BEGIN INPUT

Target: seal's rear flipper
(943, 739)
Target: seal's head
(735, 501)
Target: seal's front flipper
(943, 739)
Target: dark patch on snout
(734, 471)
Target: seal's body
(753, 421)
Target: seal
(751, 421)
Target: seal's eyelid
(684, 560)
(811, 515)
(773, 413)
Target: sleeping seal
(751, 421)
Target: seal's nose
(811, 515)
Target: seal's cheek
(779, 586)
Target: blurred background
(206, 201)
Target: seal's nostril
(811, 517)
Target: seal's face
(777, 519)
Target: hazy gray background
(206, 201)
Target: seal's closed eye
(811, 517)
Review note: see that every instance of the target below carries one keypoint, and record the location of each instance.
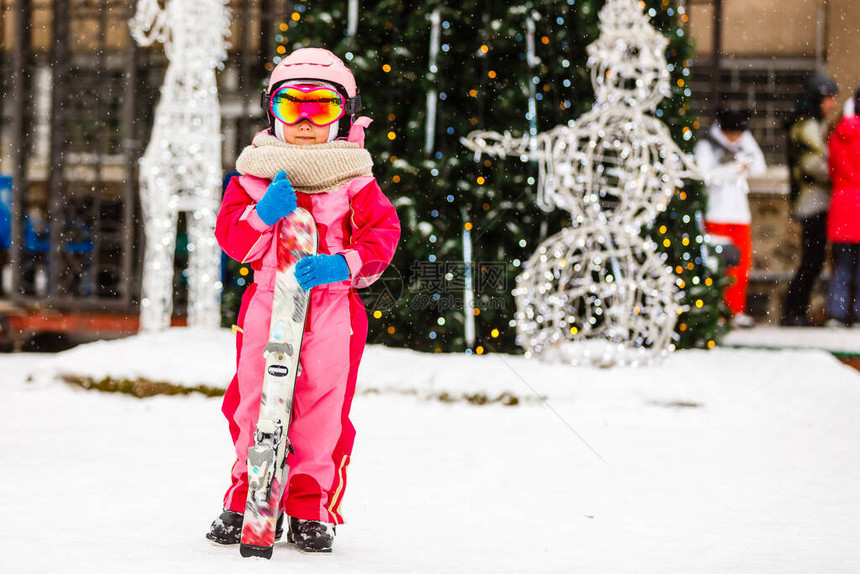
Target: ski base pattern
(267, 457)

END INPUT
BEGIN INPUT

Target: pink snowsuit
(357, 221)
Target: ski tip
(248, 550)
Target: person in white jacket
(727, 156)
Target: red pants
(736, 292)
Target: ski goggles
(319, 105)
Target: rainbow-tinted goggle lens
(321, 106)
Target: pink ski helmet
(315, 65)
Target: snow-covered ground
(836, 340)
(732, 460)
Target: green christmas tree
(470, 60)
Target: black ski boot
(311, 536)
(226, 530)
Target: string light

END INPUT
BEGIN INPUT

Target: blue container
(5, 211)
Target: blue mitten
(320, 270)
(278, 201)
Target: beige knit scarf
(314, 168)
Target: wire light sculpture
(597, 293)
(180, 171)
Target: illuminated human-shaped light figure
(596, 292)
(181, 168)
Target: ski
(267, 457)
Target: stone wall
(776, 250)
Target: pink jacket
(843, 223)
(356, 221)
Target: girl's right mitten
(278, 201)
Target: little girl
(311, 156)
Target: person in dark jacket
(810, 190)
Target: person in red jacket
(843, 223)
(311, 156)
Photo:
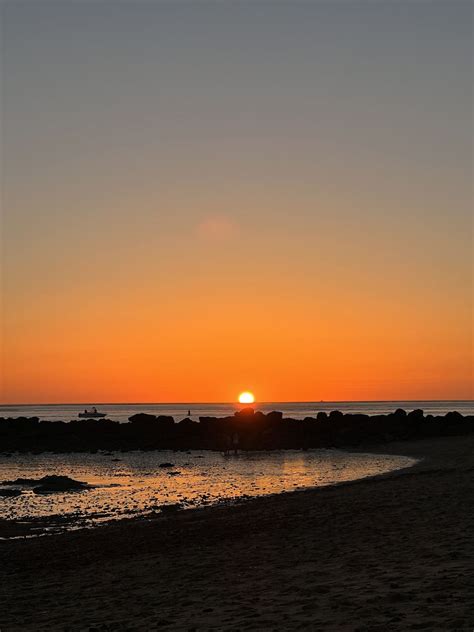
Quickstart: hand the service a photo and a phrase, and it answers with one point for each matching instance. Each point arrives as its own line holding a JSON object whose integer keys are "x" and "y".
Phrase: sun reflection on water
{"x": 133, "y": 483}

END INPUT

**PROBLEM TO WORK ON**
Determine how many lines in the records contain "each", and reply with the number only.

**RESPONSE**
2